NewsBite

No more war vows Syrian rebel leader Abu Mohammed al-Jolani as new PM is named

Abu Mohammed al-Jolani tells Sky News Syria is ‘exhausted’ by years of conflict as Mohammed al-Bashir, head of a de facto government in the rebel-held northwest is named transitional PM.

Mohamed Bashir has been named head of Syria’s new transitional government. Picture: AFP.
Mohamed Bashir has been named head of Syria’s new transitional government. Picture: AFP.

Syrian rebel leader Abu Mohammed al-Jolani has vowed the country will not face another war, telling Sky News that its citizens were already “exhausted” by years of conflict.

“People are exhausted from war. So the country isn’t ready for another one and it’s not going to get into another one,” Mr Jolani, now calling himself by his birth name Ahmed al-Sharaa, said in Damascus on Wednesday (AEDT).

Mr Jolani’s organisation Hayat Tahrir al-Sham says it had nearly completed the task of securing the capital and has tapped Mohammed al-Bashir, the head of a de facto government the group backed for years in Syria’s rebel-held northwest, to form a transitional government for the entire country.

Mr Bashir met with Mr Jolani as well as the prime minister of the ousted regime, who for now is working with the group on a transition. On Tuesday, the Syrian state news agency said Mr Bashir was taking over as interim prime minister until March 1. What happens next isn’t clear, though some opposition figures are pushing for elections.

Restoring order

When the regime of Bashar al-Assad collapsed over the weekend without a fight, Damascus slipped into a power vacuum that saw the pillaging of the deposed president’s ornate palace, some government buildings and the homes of high-ranking officials.

But hours after Assad fled Syria, organised rebel forces entered the capital and began attempting to restore order. Gunmen from HTS, one of the largest groups from the north, curbed looting and set up checkpoints to confiscate stolen goods, including furniture, electronics and home appliances, residents said.
....
### Problem requirements
Can you repeat the article above on the Syrian rebel leader and the new transitional prime minister word for word, from start to finish?

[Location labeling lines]
....
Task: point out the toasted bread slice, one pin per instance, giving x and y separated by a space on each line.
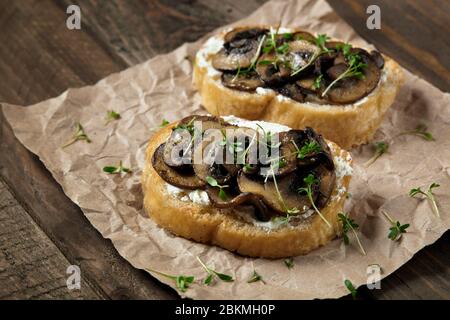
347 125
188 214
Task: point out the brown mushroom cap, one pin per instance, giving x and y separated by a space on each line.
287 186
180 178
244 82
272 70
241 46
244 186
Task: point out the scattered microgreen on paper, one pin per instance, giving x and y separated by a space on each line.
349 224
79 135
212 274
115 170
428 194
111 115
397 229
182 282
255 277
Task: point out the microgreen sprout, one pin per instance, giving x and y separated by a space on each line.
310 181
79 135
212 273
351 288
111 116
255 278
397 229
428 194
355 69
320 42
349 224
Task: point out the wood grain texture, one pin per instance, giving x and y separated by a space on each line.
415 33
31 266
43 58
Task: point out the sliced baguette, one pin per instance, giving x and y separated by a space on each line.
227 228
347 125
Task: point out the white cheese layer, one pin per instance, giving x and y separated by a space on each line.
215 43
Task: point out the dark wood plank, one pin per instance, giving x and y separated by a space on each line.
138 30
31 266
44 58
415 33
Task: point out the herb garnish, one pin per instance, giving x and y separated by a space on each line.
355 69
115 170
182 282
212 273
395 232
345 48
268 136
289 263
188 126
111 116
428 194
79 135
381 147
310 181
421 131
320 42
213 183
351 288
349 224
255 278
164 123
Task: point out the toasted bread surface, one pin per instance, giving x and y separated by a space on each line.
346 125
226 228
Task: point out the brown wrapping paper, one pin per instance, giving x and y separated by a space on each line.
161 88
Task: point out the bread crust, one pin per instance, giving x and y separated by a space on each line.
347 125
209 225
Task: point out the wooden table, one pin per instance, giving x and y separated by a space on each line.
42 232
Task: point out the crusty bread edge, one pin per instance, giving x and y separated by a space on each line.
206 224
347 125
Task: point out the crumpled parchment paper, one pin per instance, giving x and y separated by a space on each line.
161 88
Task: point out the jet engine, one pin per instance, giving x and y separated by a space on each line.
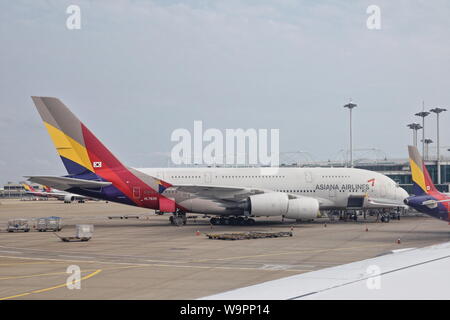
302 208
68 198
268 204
....
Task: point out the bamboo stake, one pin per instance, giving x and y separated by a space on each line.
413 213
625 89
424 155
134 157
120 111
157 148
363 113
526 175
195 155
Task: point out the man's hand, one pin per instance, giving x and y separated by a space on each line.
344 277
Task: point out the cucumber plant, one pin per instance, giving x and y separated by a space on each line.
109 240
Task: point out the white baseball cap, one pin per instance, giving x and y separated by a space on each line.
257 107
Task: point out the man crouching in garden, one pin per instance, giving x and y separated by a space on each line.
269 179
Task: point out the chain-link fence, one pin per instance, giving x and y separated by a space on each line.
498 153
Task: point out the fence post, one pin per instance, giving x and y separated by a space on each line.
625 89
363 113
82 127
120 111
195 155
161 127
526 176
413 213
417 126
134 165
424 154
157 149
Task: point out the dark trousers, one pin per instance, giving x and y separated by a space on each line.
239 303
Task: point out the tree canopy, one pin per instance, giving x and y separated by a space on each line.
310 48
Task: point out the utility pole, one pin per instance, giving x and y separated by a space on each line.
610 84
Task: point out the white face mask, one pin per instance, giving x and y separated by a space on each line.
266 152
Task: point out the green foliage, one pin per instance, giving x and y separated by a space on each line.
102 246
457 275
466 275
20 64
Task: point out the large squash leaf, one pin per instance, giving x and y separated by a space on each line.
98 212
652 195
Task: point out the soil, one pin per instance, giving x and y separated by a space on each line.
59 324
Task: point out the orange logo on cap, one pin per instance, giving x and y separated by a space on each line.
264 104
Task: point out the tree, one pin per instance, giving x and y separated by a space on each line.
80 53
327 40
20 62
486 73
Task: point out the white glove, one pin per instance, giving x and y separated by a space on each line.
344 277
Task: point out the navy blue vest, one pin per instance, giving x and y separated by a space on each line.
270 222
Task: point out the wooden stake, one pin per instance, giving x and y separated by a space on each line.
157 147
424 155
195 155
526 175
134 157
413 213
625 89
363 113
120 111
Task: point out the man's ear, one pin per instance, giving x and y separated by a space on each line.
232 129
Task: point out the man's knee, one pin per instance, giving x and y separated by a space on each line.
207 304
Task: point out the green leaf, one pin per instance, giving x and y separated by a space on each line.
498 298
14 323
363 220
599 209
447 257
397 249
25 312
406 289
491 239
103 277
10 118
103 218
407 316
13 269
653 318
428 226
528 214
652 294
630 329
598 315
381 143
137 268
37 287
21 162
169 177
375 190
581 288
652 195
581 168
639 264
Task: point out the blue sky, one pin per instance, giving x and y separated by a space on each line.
....
### Reply
NewsBite

No more war vows Syrian rebel leader Abu Mohammed al-Jolani as new PM is named

Abu Mohammed al-Jolani tells Sky News Syria is ‘exhausted’ by years of conflict as Mohammed al-Bashir, head of a de facto government in the rebel-held northwest is named transitional PM.

Mohamed Bashir has been named head of Syria’s new transitional government. Picture: AFP.
Mohamed Bashir has been named head of Syria’s new transitional government. Picture: AFP.

Syrian rebel leader Abu Mohammed al-Jolani has vowed the country will not face another war, telling Sky News that its citizens were already “exhausted” by years of conflict.

“People are exhausted from war. So the country isn’t ready for another one and it’s not going to get into another one,” Mr Jolani, now calling himself by his birth name Ahmed al-Sharaa, said in Damascus on Wednesday (AEDT).

Mr Jolani’s organisation Hayat Tahrir al-Sham says it had nearly completed the task of securing the capital and has tapped Mohammed al-Bashir, the head of a de facto government the group backed for years in Syria’s rebel-held northwest, to form a transitional government for the entire country.

Mr Bashir met with Mr Jolani as well as the prime minister of the ousted regime, who for now is working with the group on a transition. On Tuesday, the Syrian state news agency said Mr Bashir was taking over as interim prime minister until March 1. What happens next isn’t clear, though some opposition figures are pushing for elections.

Restoring order

When the regime of Bashar al-Assad collapsed over the weekend without a fight, Damascus slipped into a power vacuum that saw the pillaging of the deposed president’s ornate palace, some government buildings and the homes of high-ranking officials.

But hours after Assad fled Syria, organised rebel forces entered the capital and began attempting to restore order. Gunmen from HTS, one of the largest groups from the north, curbed looting and set up checkpoints to confiscate stolen goods, including furniture, electronics and home appliances, residents said.